Десять лет назад в Бюракане считали, что в Галактике внеземных цивилизаций несравненно больше - от ста тысяч до миллиона. Американский астроном О. Струве оказался необыкновенным «оптимистом». По его мнению, в нашем звездном скоплении 50 миллиардов планет, из них на нескольких миллиардах существует разумная жизнь. Немецкий астроном Г. Файкс считает, что 10 тысяч цивилизаций нашей Галактики настолько совершенны, что обмениваются информацией. Публиковались предположения, что в пределах Галактики около миллиона «двойников» нашей Земли. И ближайшие из них удалены от нас не на 10 тысяч световых лет, как считает Саган, и не на 100, как считает Троицкий, а всего на 10 световых лет! Рядом! Чуть меньше 100 триллионов километров! Однако, очевидно, прав доктор философских наук А. Д. Урсул, который заметил, что «любые категорические заявления выражают скорее субъективное мнение их авторов, чем объективное состояние решения проблемы существования внеземных цивилизаций».

Астрономия справедливо считалась всегда наукой точной, и, пожалуй, за многие и многие годы ее новейшей истории не было такого случая, когда бы она позволяла себе подобный разнобой. Я не стал бы осуждать за это ученых: мы видели, сколь сложна, сколь тонка и деликатна проблема, которую они пытаются решить. Да, они спорили раньше и теперь продолжают споры. Но в одном они едины: внеземные цивилизации существуют и найти их можно! Поиск может быть активным, когда мы рассказываем космосу о себе, и пассивным, когда мы пытаемся услышать, что он может рассказать нам. Второе, как вы понимаете, и проще, и дешевле.

И земля стала прослушивать небо.

Весной 1960 года Френсис Дрейк направил антенну большого, более 25 метров в диаметре, радиотелескопа к двум звездам, которые считал «перспективными»: они были похожи на наше Солнце - тау Кита и эпсилон Эридана, да и находились они от нас сравнительно близко, около 11 световых лет. Так начал осуществляться «проект Озма» - первая в истории серьезная попытка отыскать в космосе себе подобных. Наверное, Дрейк немного надеялся на чудо, ведь проект был назван в честь принцессы из сказочной страны Оз, придуманной американским писателем Френком Баумом. Но чуда не произошло. Дрейк работал три месяца и ничего не услышал. Все понимали, что расстраиваться не стоит, ведь это была первая и очень робкая попытка. Протяженность только нашей звездной системы примерно 90 000 световых лет! А тут всего 11. Если мы зачерпнем у самого берега моря ведро воды и не найдем в нем рыбу, означает ли это, что океан необитаем?

****

Согласно отрывку, к каким двум звездам Френсис Дрейк направил антенну радиотелескопа весной 1960 года? Следующие за отрывком строки представляют собой отдельный материал.

=== Записанные сведения ===
****

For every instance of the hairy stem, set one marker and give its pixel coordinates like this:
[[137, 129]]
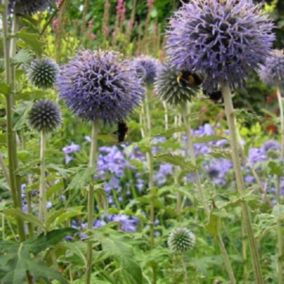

****

=== Ответ к заданию ===
К тау Кита и эпсилон Эридана.